Why is the site coverage of pileup different from that observed by igv？

Question

Why is the site coverage of pileup different from that observed by igv？

haogecat opened this issue a year ago · 2 comments

I used pysam to output the SNPS at locus 22218574 of the reference genome, but the output reads were fewer than what I visualized with IGV. The results of pysam were many fewer reads. Why?
Here is the code:

import pysam

bf = pysam.AlignmentFile("sled.bam", "rb" )
for pileupcolumn in bf.pileup():
    if pileupcolumn.reference_pos+1==22218574:
        for pileup in pileupcolumn.pileups:
            print ("site:%d\tbase in read %s = %s" % (pileupcolumn.pos+1,pileup.alignment.query_name, pileup.alignment.query_sequence[pileup.query_position]))
bf.close()

Below is a visualization of igv at site 22218574。

Sincerely request you, thanks!

Answer 1 · 2023-12-12T03:01:03.000Z

You don't say how many reads were indicated by either pysam or IGV.

▶ **Data**
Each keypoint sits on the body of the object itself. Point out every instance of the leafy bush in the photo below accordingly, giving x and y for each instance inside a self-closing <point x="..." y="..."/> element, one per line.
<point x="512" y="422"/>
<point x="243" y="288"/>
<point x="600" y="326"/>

▶ **Tasks for this exercise**
(a) Answer these questions from the pysam pileup thread:
(i) At which locus of the reference genome did the poster use pysam to output the SNPs?
(ii) Which BAM file does the poster's code open?
(iii) According to Answer 1, what does the poster not say?
(b) Write the next part of the pysam pileup thread, starting after its final sentence.

▶ **Task-by-task results**
(a)
(i) 22218574
(ii) sled.bam
(iii) How many reads were indicated by either pysam or IGV.

(b)
Pysam's pileup() uses the same machinery as samtools. (So you may also wish to experiment with samtools and its similar parameters.) Usually lower depth than expected is caused by things like max_depth and min_base_quality, so you should start by adjusting those arguments.

Answer 2 · 2023-12-20T10:00:13.000Z

You don't say how many reads were indicated by either pysam or IGV.

Pysam's pileup() uses the same machinery as samtools. (So you may also wish to experiment with samtools and its similar parameters.) Usually lower depth than expected is caused by things like max_depth and min_base_quality, so you should start by adjusting those arguments.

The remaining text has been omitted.